*** Block opens ***

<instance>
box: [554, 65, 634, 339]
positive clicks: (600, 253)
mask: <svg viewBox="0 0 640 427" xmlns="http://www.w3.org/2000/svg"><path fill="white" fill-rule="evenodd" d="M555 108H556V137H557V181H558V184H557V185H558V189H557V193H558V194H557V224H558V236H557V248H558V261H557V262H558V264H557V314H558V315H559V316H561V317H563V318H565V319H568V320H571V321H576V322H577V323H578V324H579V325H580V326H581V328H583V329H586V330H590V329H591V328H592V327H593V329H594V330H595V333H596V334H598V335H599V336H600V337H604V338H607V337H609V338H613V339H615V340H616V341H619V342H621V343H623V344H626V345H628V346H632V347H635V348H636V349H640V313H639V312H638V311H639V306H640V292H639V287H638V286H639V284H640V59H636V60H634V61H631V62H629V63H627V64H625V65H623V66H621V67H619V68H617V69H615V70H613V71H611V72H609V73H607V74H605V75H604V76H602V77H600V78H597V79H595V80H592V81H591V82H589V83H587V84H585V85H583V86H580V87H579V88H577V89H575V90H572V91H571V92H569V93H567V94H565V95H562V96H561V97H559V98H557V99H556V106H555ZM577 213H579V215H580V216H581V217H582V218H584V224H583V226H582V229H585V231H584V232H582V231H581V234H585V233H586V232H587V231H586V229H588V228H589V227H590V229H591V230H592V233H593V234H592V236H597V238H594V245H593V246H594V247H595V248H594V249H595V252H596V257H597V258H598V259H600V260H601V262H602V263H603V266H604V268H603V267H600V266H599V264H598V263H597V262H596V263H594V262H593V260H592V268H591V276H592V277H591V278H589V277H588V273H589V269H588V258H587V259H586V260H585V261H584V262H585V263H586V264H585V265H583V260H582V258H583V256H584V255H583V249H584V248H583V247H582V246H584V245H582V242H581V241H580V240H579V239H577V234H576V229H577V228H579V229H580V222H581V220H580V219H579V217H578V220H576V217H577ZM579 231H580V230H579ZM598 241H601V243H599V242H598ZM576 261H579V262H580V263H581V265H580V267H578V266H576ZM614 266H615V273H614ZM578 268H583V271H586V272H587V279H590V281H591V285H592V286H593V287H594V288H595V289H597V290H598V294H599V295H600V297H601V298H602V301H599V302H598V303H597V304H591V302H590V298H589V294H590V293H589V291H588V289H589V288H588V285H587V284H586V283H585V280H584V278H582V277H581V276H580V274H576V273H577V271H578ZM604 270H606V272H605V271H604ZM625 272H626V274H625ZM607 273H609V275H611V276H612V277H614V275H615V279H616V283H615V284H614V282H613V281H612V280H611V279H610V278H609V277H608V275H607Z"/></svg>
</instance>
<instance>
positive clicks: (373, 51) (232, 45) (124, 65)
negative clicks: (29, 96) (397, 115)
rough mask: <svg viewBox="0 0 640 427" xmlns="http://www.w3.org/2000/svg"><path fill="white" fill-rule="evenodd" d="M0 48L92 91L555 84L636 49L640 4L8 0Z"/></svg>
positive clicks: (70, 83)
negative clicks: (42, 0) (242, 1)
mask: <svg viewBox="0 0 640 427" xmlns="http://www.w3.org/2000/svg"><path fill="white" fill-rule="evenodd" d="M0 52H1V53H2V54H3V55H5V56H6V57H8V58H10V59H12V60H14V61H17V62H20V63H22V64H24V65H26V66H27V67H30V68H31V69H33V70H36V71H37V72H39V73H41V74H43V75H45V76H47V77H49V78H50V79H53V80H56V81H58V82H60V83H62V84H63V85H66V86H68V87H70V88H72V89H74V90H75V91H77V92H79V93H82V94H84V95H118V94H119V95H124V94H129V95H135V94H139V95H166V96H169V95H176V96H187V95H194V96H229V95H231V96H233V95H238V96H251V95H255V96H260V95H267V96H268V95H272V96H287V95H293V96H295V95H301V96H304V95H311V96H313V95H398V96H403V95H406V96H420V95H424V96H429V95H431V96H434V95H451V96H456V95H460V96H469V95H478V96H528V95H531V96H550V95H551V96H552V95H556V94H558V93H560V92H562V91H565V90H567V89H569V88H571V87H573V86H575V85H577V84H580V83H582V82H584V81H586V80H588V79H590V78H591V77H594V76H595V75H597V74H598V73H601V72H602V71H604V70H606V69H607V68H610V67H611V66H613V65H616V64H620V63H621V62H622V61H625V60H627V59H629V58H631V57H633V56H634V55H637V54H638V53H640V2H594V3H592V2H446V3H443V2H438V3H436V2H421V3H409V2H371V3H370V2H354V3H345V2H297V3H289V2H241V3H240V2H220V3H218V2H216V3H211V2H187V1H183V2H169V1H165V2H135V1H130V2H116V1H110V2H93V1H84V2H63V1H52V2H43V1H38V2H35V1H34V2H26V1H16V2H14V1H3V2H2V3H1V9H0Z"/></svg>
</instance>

*** Block closes ***

▶ **Written task**: Reproduce all of the entries above word for word, keeping every line in its original order.

▶ **Solution for this exercise**:
<instance>
box: [554, 65, 634, 339]
positive clicks: (600, 253)
mask: <svg viewBox="0 0 640 427" xmlns="http://www.w3.org/2000/svg"><path fill="white" fill-rule="evenodd" d="M555 108H556V137H557V181H558V184H557V185H558V189H557V193H558V194H557V224H558V236H557V248H558V261H557V262H558V264H557V314H558V315H559V316H561V317H563V318H565V319H568V320H571V321H576V322H577V323H578V324H579V325H580V326H581V328H583V329H586V330H590V329H591V328H592V327H593V329H594V330H595V333H596V334H598V335H599V336H600V337H604V338H607V337H609V338H613V339H615V340H616V341H619V342H621V343H623V344H626V345H628V346H632V347H635V348H636V349H640V313H639V312H638V311H639V306H640V292H639V287H638V286H639V284H640V59H636V60H634V61H631V62H629V63H627V64H625V65H623V66H621V67H619V68H617V69H615V70H613V71H611V72H609V73H607V74H605V75H604V76H602V77H600V78H597V79H595V80H592V81H591V82H589V83H587V84H585V85H583V86H580V87H579V88H577V89H575V90H572V91H571V92H569V93H567V94H565V95H562V96H561V97H559V98H557V99H556V106H555ZM577 213H579V215H580V216H581V217H582V218H584V224H583V226H582V229H585V231H584V232H582V231H581V234H585V233H586V232H587V231H586V229H588V228H589V227H590V229H591V230H592V233H593V234H592V236H597V238H594V245H593V246H594V247H595V248H594V249H595V252H596V257H597V258H598V259H600V260H601V262H602V263H603V266H604V268H603V267H600V266H599V264H598V263H597V262H596V263H594V262H593V260H592V268H591V276H592V277H591V278H589V277H588V273H589V269H588V258H587V259H586V260H585V261H584V262H585V263H586V264H585V265H583V260H582V258H583V256H584V255H583V249H584V248H583V247H582V246H584V245H582V242H581V241H580V240H579V239H577V234H576V229H577V228H579V229H580V222H581V220H580V219H579V217H578V220H576V217H577ZM579 231H580V230H579ZM598 241H601V243H599V242H598ZM576 261H579V262H580V263H581V265H580V267H578V266H576ZM614 266H615V273H614ZM578 268H583V271H586V272H587V279H590V281H591V285H592V286H593V287H594V288H595V289H597V290H598V294H599V295H600V297H601V298H602V301H599V302H598V303H597V304H591V302H590V298H589V294H590V293H589V291H588V289H589V288H588V285H587V284H586V283H585V280H584V278H582V277H581V276H580V274H576V273H577V271H578ZM604 270H606V272H605V271H604ZM625 272H626V274H625ZM607 273H609V275H611V276H612V277H614V275H615V279H616V283H615V284H614V282H613V281H612V280H611V279H610V278H609V277H608V275H607Z"/></svg>
</instance>
<instance>
positive clicks: (373, 51) (232, 45) (124, 65)
negative clicks: (29, 96) (397, 115)
rough mask: <svg viewBox="0 0 640 427" xmlns="http://www.w3.org/2000/svg"><path fill="white" fill-rule="evenodd" d="M0 48L92 91L555 84L636 49L640 4L8 0Z"/></svg>
positive clicks: (70, 83)
negative clicks: (42, 0) (242, 1)
mask: <svg viewBox="0 0 640 427" xmlns="http://www.w3.org/2000/svg"><path fill="white" fill-rule="evenodd" d="M0 52H1V53H2V54H3V55H5V56H6V57H8V58H10V59H12V60H14V61H17V62H20V63H22V64H24V65H26V66H27V67H30V68H31V69H33V70H36V71H37V72H39V73H41V74H43V75H45V76H47V77H49V78H50V79H53V80H56V81H58V82H60V83H62V84H63V85H66V86H68V87H70V88H72V89H74V90H75V91H77V92H79V93H82V94H84V95H118V94H119V95H124V94H129V95H135V94H139V95H166V96H169V95H176V96H187V95H194V96H229V95H231V96H233V95H238V96H251V95H255V96H260V95H267V96H268V95H272V96H287V95H293V96H295V95H301V96H304V95H311V96H313V95H398V96H403V95H406V96H420V95H424V96H429V95H431V96H434V95H451V96H456V95H460V96H469V95H478V96H528V95H531V96H550V95H551V96H552V95H556V94H558V93H560V92H562V91H565V90H567V89H569V88H571V87H573V86H575V85H577V84H580V83H582V82H584V81H586V80H588V79H590V78H591V77H594V76H595V75H597V74H598V73H601V72H602V71H604V70H606V69H607V68H610V67H611V66H613V65H616V64H620V63H621V62H622V61H625V60H627V59H629V58H631V57H633V56H634V55H637V54H638V53H640V2H594V3H592V2H446V3H443V2H438V3H436V2H421V3H409V2H371V3H370V2H354V3H345V2H297V3H289V2H241V3H240V2H220V3H218V2H216V3H211V2H187V1H183V2H169V1H165V2H135V1H130V2H116V1H110V2H93V1H84V2H63V1H52V2H43V1H38V2H35V1H34V2H26V1H16V2H14V1H3V2H2V3H1V9H0Z"/></svg>
</instance>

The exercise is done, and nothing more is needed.